Thursday, July 30, 2009

Motorcycle Moments

I was riding on California Street on the hills above the Financial District. I crested the hill at the same time that a cable car made it to the top. There was a group of kids on the back, all around ten years or so. They saw me coming up from behind and they all got excited and were shouting amongst each other and at me. I realized that I was the source of their excitement so I threw a fist up for their benefit as I came up fast from behind and overtook the car on the right. I had a pair of dirt biking gloves on that were given to me by my brother and were rather rock starish in appearance. The kids went nuts and one kid screamed “YOU RULE!” as I passed. That was good fun.

Sunday, July 26, 2009

Saturday, July 25, 2009

Wednesday, July 22, 2009

Hated Phrases

Look at these babies.
Take a look at these bad boys.
Check out these puppies.

::::

§ **Tasks and exercises**
1/ In the blog page, who gave the writer the dirt biking gloves?
2/ Return the part of the blog page that starts at the words "Sunday, July 26, 2009" and ends after the words "out these puppies.".

§ **Data supplied**

::::

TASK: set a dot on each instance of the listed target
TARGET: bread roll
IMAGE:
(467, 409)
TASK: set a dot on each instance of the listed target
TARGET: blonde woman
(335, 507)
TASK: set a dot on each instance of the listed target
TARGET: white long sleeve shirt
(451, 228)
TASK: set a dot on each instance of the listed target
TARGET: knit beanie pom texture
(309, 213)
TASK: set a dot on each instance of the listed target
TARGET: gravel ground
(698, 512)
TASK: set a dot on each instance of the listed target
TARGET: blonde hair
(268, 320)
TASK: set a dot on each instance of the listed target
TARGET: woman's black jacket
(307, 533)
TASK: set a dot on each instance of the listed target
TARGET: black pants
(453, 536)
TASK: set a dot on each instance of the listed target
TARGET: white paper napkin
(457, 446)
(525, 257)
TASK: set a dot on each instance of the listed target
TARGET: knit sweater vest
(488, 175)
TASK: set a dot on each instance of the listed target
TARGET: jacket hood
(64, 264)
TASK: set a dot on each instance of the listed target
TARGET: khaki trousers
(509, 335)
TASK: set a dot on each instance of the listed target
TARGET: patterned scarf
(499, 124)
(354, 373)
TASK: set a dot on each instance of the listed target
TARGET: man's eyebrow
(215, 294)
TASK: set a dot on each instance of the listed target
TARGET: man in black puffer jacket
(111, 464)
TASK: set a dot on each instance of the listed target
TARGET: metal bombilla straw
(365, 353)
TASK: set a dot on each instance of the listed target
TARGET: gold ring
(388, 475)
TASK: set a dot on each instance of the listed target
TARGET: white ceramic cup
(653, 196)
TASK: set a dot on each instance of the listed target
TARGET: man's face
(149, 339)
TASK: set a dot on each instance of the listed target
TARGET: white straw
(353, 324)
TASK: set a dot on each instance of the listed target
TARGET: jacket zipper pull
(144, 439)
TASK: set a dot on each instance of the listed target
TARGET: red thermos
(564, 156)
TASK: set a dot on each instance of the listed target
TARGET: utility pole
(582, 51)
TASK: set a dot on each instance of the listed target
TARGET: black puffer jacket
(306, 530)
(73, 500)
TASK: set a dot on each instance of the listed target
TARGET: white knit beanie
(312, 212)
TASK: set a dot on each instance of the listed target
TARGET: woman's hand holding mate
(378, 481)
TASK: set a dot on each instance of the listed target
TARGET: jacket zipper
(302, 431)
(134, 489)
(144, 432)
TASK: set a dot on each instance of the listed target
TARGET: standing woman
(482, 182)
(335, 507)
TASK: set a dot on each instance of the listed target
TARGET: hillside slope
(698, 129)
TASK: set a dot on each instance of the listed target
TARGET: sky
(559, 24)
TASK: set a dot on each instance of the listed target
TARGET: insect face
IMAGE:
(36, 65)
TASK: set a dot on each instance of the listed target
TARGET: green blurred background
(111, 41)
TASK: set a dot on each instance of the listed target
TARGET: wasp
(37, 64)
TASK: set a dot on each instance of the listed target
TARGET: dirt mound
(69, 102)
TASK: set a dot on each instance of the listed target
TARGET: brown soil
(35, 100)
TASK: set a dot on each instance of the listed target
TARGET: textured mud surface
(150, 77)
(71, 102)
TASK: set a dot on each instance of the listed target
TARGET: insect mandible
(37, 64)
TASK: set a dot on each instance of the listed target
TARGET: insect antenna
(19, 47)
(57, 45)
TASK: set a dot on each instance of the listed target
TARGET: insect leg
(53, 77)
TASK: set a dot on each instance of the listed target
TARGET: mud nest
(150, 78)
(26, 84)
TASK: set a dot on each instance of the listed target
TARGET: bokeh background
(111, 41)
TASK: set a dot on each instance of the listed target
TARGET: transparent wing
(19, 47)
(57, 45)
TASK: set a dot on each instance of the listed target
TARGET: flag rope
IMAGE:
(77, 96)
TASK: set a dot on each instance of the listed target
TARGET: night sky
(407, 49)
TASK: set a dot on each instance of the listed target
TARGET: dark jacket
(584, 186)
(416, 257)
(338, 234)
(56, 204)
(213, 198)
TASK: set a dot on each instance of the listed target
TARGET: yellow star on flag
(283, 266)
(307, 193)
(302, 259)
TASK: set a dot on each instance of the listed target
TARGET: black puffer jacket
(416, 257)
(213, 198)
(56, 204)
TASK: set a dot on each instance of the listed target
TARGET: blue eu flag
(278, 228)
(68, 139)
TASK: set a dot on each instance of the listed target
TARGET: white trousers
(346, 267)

::::

§ **Responses per task**
1/ The writer's brother gave them.

2/
Sunday, July 26, 2009

Saturday, July 25, 2009

Wednesday, July 22, 2009

Hated Phrases

Look at these babies.
Take a look at these bad boys.
Check out these puppies.